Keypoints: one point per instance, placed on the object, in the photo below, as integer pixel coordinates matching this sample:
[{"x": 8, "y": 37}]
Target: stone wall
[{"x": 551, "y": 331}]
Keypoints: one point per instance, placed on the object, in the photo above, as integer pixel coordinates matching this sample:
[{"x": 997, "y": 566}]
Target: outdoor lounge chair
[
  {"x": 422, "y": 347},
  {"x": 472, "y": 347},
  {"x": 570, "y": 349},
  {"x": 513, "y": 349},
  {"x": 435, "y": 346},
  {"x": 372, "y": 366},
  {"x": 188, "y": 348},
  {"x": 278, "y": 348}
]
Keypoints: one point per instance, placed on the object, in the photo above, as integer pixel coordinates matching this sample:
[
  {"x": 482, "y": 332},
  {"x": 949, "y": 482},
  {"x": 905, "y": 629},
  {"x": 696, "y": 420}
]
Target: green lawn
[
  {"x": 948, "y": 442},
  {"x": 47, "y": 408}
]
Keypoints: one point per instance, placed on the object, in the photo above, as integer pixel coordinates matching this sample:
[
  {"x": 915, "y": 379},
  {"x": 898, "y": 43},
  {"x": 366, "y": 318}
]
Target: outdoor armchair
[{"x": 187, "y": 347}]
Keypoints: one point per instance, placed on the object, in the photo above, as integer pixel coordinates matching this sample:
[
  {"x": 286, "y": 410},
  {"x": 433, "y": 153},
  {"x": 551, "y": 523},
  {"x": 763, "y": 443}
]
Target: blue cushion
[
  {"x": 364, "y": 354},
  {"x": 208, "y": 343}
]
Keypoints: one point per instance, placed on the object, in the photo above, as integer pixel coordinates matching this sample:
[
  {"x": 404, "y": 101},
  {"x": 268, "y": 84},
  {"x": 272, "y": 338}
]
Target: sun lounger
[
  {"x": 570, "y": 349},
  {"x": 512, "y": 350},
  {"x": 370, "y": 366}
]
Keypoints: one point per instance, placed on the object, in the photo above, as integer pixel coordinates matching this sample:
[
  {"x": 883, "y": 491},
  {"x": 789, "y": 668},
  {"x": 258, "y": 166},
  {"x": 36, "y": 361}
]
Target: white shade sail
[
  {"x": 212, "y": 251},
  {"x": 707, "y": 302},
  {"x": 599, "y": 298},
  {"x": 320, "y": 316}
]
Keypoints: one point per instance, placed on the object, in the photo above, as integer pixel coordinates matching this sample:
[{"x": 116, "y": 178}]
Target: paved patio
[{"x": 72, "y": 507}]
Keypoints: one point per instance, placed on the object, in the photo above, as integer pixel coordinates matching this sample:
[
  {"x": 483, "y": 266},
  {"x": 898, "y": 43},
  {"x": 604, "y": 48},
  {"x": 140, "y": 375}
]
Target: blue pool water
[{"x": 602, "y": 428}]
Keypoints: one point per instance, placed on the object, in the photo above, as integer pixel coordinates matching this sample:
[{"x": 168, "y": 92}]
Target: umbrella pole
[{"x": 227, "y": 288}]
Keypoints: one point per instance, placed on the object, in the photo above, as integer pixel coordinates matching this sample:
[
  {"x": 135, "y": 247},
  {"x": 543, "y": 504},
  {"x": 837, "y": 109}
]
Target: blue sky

> GIVEN EXERCISE: Transcribe all entries exactly as they are given.

> TASK OUTPUT:
Keypoints: one point per instance, placed on the object, in the photo below, as integer pixel coordinates matching this sample:
[{"x": 8, "y": 37}]
Target: stone wall
[{"x": 551, "y": 331}]
Keypoints: one point per instance, placed on the object, in the photo above, as integer pixel coordinates matching this sample:
[{"x": 997, "y": 566}]
Target: outdoor lounge chair
[
  {"x": 422, "y": 347},
  {"x": 472, "y": 347},
  {"x": 570, "y": 349},
  {"x": 513, "y": 349},
  {"x": 435, "y": 346},
  {"x": 372, "y": 366},
  {"x": 188, "y": 348},
  {"x": 278, "y": 348}
]
Keypoints: one point per instance, placed on the object, in the photo above, as integer pixel coordinates matching this sample:
[
  {"x": 482, "y": 332},
  {"x": 949, "y": 482},
  {"x": 905, "y": 629},
  {"x": 696, "y": 420}
]
Target: green lawn
[
  {"x": 948, "y": 442},
  {"x": 47, "y": 408}
]
Keypoints: one point per instance, placed on the object, in the photo above, as integer pixel coordinates matching this sample:
[
  {"x": 915, "y": 379},
  {"x": 898, "y": 43},
  {"x": 366, "y": 318}
]
Target: outdoor armchair
[{"x": 187, "y": 347}]
Keypoints: one point per instance, placed on the object, in the photo above, as integer pixel coordinates matching this sample:
[
  {"x": 286, "y": 410},
  {"x": 433, "y": 153},
  {"x": 551, "y": 523},
  {"x": 763, "y": 443}
]
Target: blue cushion
[
  {"x": 364, "y": 354},
  {"x": 208, "y": 343}
]
Keypoints: one point per instance, placed on the object, in the photo above, as integer pixel coordinates matching this sample:
[
  {"x": 404, "y": 101},
  {"x": 268, "y": 84},
  {"x": 272, "y": 338}
]
Target: sun lounger
[
  {"x": 570, "y": 349},
  {"x": 512, "y": 350},
  {"x": 370, "y": 366}
]
Keypoints: one point per instance, placed on the object, in the photo above, as integer pixel coordinates matching this sample:
[
  {"x": 883, "y": 491},
  {"x": 789, "y": 668},
  {"x": 258, "y": 166},
  {"x": 36, "y": 361}
]
Target: white shade sail
[
  {"x": 212, "y": 251},
  {"x": 707, "y": 302},
  {"x": 599, "y": 298},
  {"x": 320, "y": 316}
]
Keypoints: one point per instance, placed on the object, in the photo above, as integer pixel coordinates matching this sample:
[{"x": 116, "y": 178}]
Target: paved patio
[{"x": 72, "y": 507}]
Keypoints: one point per instance, placed on the object, in the photo above, as integer pixel coordinates matching this sample:
[
  {"x": 483, "y": 266},
  {"x": 898, "y": 43},
  {"x": 604, "y": 48},
  {"x": 140, "y": 375}
]
Target: blue pool water
[{"x": 602, "y": 428}]
Keypoints: one point per instance, placed on the object, in the photo above, as integer pixel coordinates matching this sample:
[{"x": 168, "y": 92}]
Target: umbrella pole
[{"x": 227, "y": 288}]
Keypoints: one point per instance, placed on the object, in the photo above, as integer pixel coordinates matching this sample:
[
  {"x": 135, "y": 247},
  {"x": 543, "y": 504},
  {"x": 837, "y": 109}
]
Target: blue sky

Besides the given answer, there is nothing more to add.